**Task brief:** Everything in the listing beneath must be transcribed exactly.
(Given data begins)
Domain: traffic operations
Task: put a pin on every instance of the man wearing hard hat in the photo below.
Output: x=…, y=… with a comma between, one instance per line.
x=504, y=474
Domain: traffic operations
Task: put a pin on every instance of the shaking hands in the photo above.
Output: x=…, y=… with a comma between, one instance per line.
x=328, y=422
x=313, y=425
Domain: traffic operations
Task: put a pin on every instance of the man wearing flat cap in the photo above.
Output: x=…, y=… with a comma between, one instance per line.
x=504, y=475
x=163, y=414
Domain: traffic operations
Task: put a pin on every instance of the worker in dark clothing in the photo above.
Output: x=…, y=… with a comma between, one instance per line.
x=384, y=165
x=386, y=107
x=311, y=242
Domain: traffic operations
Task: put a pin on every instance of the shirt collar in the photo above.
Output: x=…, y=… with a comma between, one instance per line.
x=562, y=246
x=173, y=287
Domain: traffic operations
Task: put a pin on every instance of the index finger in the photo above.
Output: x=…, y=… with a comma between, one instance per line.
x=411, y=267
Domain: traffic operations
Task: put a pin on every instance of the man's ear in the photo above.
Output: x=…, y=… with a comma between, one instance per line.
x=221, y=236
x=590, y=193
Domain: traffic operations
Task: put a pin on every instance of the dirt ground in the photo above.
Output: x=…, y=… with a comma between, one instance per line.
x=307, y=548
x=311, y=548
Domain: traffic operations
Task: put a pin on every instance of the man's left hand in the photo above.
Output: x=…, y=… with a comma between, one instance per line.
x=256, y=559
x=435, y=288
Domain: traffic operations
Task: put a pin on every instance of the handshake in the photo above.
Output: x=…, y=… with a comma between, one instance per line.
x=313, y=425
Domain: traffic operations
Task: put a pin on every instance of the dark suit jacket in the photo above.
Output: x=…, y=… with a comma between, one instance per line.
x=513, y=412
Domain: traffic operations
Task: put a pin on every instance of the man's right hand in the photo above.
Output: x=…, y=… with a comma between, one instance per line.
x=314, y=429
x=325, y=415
(Given data ends)
**Result for this exercise:**
Domain: traffic operations
Task: put a pin on every instance of the man wearing hard hat in the photo below.
Output: x=…, y=… with a comma between, one instance per line.
x=504, y=474
Domain: traffic operations
Task: put a pin on every instance of the shaking hands in the photo above.
Output: x=…, y=… with a comma between, one instance per line.
x=328, y=422
x=313, y=425
Domain: traffic operations
Task: put a pin on every instance of the man wearing flat cap in the photo above.
Output: x=…, y=… with a comma between, one instance per line.
x=504, y=475
x=163, y=414
Domain: traffic operations
Task: put a pin on every instance of the worker in dark clothing in the photo above.
Output: x=…, y=… with a comma between, one instance per line.
x=384, y=165
x=386, y=107
x=311, y=242
Domain: traffic operations
Task: put a pin on every instance of the shirt collar in the photo above.
Output: x=…, y=… with a comma between, one instance per line.
x=562, y=246
x=173, y=287
Domain: traffic operations
Task: put a pin on every instance of the index finger in the photo above.
Output: x=…, y=… with a comma between, one instance per line.
x=411, y=267
Domain: traffic operations
Task: put a pin on every instance of the man's ear in the photo above.
Output: x=…, y=… with a comma between, one instance per line.
x=221, y=236
x=590, y=193
Domain: traffic operations
Task: put a pin on every instance of the dirt ground in the photo above.
Output: x=…, y=… with a comma between, one instance per line.
x=307, y=548
x=311, y=548
Domain: traffic operations
Task: put a pin on every instance of the man's left hand in the photo above.
Output: x=…, y=… with a comma between, one instance per line.
x=256, y=559
x=435, y=288
Domain: traffic operations
Task: put a pin on every instance of the handshake in the photo above.
Output: x=…, y=… with a comma between, one instance per line.
x=313, y=425
Domain: traffic operations
Task: put a pin on every instance of the dark suit jacket in the photo above.
Output: x=…, y=… with a comma between, one instance per line.
x=513, y=412
Domain: traffic operations
Task: put a pin on every instance of the man's right hand in the photo above.
Output: x=…, y=… with a comma between, one instance per line.
x=314, y=429
x=325, y=415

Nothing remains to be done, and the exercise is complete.